Convert the entries below into a JSON array of strings, one string per line, omitting any blank lines.
**** Record set ****
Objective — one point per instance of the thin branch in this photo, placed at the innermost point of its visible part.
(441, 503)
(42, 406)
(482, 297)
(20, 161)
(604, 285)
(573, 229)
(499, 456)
****
Task response.
[
  "Objective — one point per instance of the thin branch in this photo, placed at the innermost point of its visible part.",
  "(441, 503)",
  "(42, 406)",
  "(482, 297)",
  "(20, 161)",
  "(604, 285)",
  "(573, 229)",
  "(499, 456)"
]